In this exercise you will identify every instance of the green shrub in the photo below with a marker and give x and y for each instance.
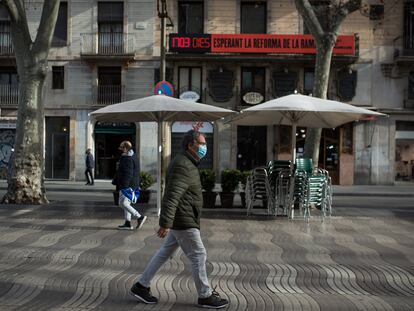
(229, 180)
(208, 179)
(145, 180)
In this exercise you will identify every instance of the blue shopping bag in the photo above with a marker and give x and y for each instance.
(131, 194)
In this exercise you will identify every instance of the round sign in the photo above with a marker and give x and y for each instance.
(190, 96)
(253, 98)
(164, 88)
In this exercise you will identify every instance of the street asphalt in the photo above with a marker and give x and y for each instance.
(68, 255)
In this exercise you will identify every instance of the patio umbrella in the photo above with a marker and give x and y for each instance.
(159, 108)
(302, 110)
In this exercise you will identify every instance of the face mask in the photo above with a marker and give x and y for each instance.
(202, 151)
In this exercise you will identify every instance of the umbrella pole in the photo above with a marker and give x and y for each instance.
(293, 147)
(159, 149)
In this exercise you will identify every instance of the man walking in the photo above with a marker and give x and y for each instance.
(180, 224)
(127, 181)
(90, 165)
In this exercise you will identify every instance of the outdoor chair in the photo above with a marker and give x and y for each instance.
(282, 182)
(314, 187)
(258, 189)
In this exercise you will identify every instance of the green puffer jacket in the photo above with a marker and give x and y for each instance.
(183, 199)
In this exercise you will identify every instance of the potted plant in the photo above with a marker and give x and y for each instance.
(145, 181)
(229, 182)
(208, 182)
(243, 180)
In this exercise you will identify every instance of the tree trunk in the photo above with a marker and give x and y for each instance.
(27, 180)
(320, 88)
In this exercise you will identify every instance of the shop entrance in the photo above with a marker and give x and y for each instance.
(251, 147)
(108, 136)
(57, 148)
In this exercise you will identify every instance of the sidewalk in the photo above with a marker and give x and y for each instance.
(400, 189)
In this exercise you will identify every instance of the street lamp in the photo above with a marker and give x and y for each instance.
(163, 14)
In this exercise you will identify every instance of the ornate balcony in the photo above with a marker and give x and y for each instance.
(107, 46)
(103, 95)
(9, 95)
(6, 46)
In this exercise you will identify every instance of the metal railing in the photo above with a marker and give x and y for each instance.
(9, 94)
(104, 95)
(6, 45)
(107, 43)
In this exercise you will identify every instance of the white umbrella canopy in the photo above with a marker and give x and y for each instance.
(159, 108)
(302, 110)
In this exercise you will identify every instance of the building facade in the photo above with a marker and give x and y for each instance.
(239, 53)
(105, 52)
(102, 53)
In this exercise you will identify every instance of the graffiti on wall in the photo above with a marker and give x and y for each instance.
(6, 146)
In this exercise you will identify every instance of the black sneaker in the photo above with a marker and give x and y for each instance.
(143, 294)
(213, 302)
(140, 221)
(126, 226)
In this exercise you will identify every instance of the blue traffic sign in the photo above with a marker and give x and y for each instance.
(164, 88)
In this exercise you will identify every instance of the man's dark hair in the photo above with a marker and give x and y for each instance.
(190, 137)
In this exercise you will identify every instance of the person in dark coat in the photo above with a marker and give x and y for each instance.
(90, 165)
(180, 224)
(127, 183)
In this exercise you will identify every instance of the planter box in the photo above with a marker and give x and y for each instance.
(226, 199)
(209, 199)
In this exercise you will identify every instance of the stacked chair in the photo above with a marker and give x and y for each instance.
(282, 184)
(258, 188)
(312, 187)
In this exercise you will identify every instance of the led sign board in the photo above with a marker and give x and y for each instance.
(255, 43)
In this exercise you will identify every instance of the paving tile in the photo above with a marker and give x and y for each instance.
(70, 256)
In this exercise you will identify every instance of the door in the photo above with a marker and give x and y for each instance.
(57, 148)
(108, 136)
(251, 147)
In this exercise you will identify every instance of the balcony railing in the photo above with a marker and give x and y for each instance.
(6, 46)
(104, 95)
(107, 43)
(9, 94)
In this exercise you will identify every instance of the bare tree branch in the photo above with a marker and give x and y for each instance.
(309, 17)
(18, 18)
(46, 27)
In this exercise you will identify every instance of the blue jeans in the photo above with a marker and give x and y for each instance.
(129, 211)
(190, 242)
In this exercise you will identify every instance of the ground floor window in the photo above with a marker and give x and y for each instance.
(178, 129)
(404, 151)
(329, 147)
(108, 136)
(7, 136)
(57, 147)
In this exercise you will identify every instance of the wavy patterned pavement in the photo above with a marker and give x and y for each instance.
(69, 256)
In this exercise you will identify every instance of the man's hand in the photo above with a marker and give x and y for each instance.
(162, 232)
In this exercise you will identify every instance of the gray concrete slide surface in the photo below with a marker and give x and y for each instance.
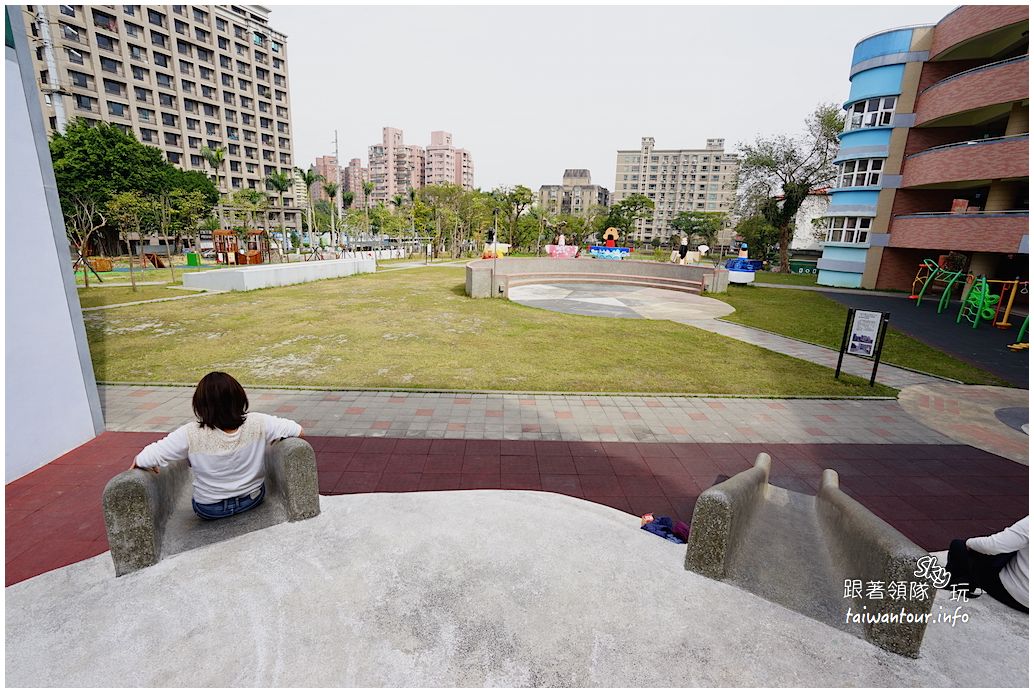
(459, 589)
--------------------------------
• [PROBLEM DETAILS]:
Return the whole listing word for word. Pictures stay out of it.

• [EXERCISE ANSWER]:
In this exercise you will identify every instance of the green shrub in the photo below with a marker and give x and y for each instance.
(229, 180)
(208, 179)
(145, 180)
In this exercise you will identify every instance of the blue shopping bag in the photo above with a marker and give x and y for each instance.
(131, 194)
In this exercise you will identify every instance of the round sign in the photo above with a marker and give x and y for each instance.
(190, 96)
(253, 98)
(164, 88)
In this exercise you will identify every instance of the street asphalt in the photo above with a marker and give x and y for each instance.
(68, 255)
In this exercise you will identify every instance of the patio umbrella in the photo above with a marker and give x and y for each instance.
(159, 108)
(302, 110)
In this exercise you will identify every instance of the face mask in the photo above with a marker and give x and y for each instance.
(202, 151)
In this exercise you will identify every instance of the umbrella pole in the photo above with a marker and give x and y for each instance.
(293, 147)
(159, 149)
In this exercise you will identify every instance of the man walking in the photo above with a marker and give x and y for each instance.
(180, 224)
(127, 181)
(90, 165)
In this exercise you will identify every instance of the outdoor chair in the photo above with a marker and give x and y for each instance.
(282, 182)
(314, 187)
(258, 189)
In this exercise you will identify every instance of the green puffer jacket in the photo above with a marker and give x and y for each instance.
(183, 199)
In this exercise you will identify every instance of the potted plant in the photo above with a marker and give x and y for each instance.
(145, 181)
(229, 182)
(208, 182)
(243, 180)
In this exercise you will identify every instance of the tree trunk in the photo above with a marker and give x and y for each instance.
(27, 180)
(320, 88)
In this exercise you will identify every instance of the shop entrance in the photo above with a marker and give x and y for each instance.
(251, 147)
(108, 136)
(57, 148)
In this exercise you will identify every instance of the sidewalk in the photo above with a marker and give x and y for each instance.
(400, 189)
In this exercise you will identify every instance of the street lamp in the photo above with a marker and give x and y for each instance.
(163, 14)
In this exercise you will identify every instance of the ornate balcony in the photo above with a marker and give x and y for each instance.
(107, 46)
(103, 95)
(9, 95)
(6, 46)
In this exercise you will identify every instance of the metal railing in the photo above with a marker and give x and y for each instance.
(9, 94)
(104, 95)
(6, 45)
(107, 43)
In this exercise you will identify every instance of the white umbrella canopy in the photo above with a marker and give x and y for each instance.
(159, 108)
(302, 110)
In this exercise you will identify every instance of the building facade in the photo above with a marker and give x and y for each instance.
(239, 53)
(105, 52)
(102, 53)
In this exercise you will identify every instance of the graffiti on wall in the photo above with a marker and give x and y for each instance.
(6, 146)
In this exercise you will identify every instance of the black sneaker in the photo above with a marker and give x and y for each instance.
(143, 294)
(213, 302)
(140, 221)
(126, 226)
In this exercise you will identify every instance of the blue traffic sign in the photo above with a marker and give x and y for each instance.
(164, 88)
In this exercise you will identify every instance of the man's dark hair in the photo above with a marker and give x and y for each instance.
(190, 137)
In this exercise you will identify every instance of the person in dark coat in the photo above with a marker and give x and y for each instance.
(90, 165)
(180, 224)
(127, 183)
In this exercise you will identify every instance of the planter box in the photo above with a marker and give x and y for each instance.
(226, 199)
(209, 199)
In this exercise you will identify every instance of the stacked chair in the photo above with a marker and give x and y for each instance.
(282, 184)
(258, 188)
(312, 187)
In this exercise you will identify every instance of the led sign board in the photo above with a marker and give x and y for each instance.
(255, 43)
In this exercise you will identify every instance of the paving tile in the photo above with a marker and give x and y for each instance.
(70, 256)
In this exercise you will identify every instance of the door in the photo above with a marker and give x and y for each instance.
(57, 148)
(108, 136)
(251, 147)
In this exercise you will identify every instance of the balcony railing in the photo above with a marker and give x and y for each instance.
(6, 46)
(104, 95)
(107, 43)
(9, 94)
In this exercise you will identify every instance of the bare tree branch in the photo above with a marker and give x and y for each instance.
(309, 17)
(18, 18)
(46, 27)
In this exercise you will identify every instance of the blue jeans in the photo above with a marker and give x and y for each instance.
(129, 211)
(190, 242)
In this exercise you will identify every instance of the ground floor window in the photo above with a marker and give x and y for each instance.
(178, 129)
(404, 151)
(329, 147)
(108, 136)
(7, 136)
(57, 147)
In this exercise you will identify every instance of the wavy patterned pavement in the photo above with a marker and give x and y for each instance.
(69, 256)
In this exercise you will identify every instance of the man's hand in the photo above with a marker and give x and y for each instance.
(162, 232)
In this exercise you will identify every instance of the gray concrete slide surface in the photo below with a marker and give x and y for each instance.
(459, 589)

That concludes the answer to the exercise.